L’Anima aggiunta di Stefano Iori, recensione di Gabriella Modica

L’Anima aggiunta di Stefano Iori, edizioni SEAM, recensione di Gabriella Modica.

    

   

Nella sua introduzione a “L’Anima aggiunta” di Stefano Iori, per le edizioni SEAM di Roma, Beppe Costa sottolinea quanto sia importante nella poesia “un testo che a ogni lettura ti fa scoprire qualcosa non notata prima che si incontra e unisce a qualcosa di comune a tutti. Poeti e non”.

Ognuno di noi ha un diverso senso dell’osservazione.
L’osservazione è una nobile potenzialità dell’uomo, specialmente quando viene esercitata nell’ambito della ricerca della bellezza.

* _SEGMENTO DI DATI_
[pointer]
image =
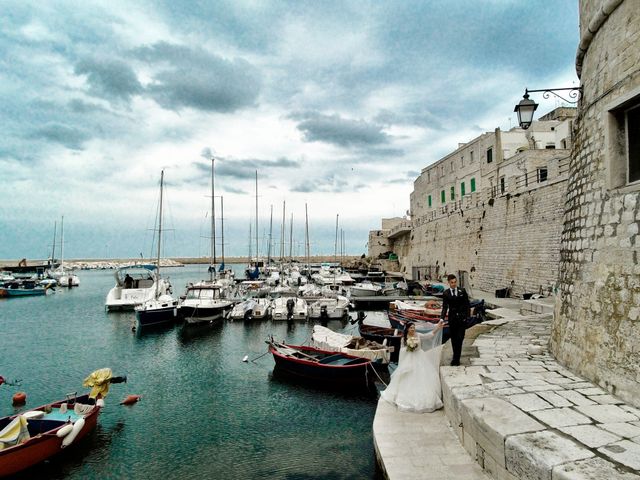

* _ISTRUZIONI E REQUISITI_
Ricopia per intero il documento di origine, senza cambiare nulla.

* _IL RISULTATO_
L’Anima aggiunta di Stefano Iori, recensione di Gabriella Modica

L’Anima aggiunta di Stefano Iori, edizioni SEAM, recensione di Gabriella Modica.

    

   

Nella sua introduzione a “L’Anima aggiunta” di Stefano Iori, per le edizioni SEAM di Roma, Beppe Costa sottolinea quanto sia importante nella poesia “un testo che a ogni lettura ti fa scoprire qualcosa non notata prima che si incontra e unisce a qualcosa di comune a tutti. Poeti e non”.

Ognuno di noi ha un diverso senso dell’osservazione.
L’osservazione è una nobile potenzialità dell’uomo, specialmente quando viene esercitata nell’ambito della ricerca della bellezza.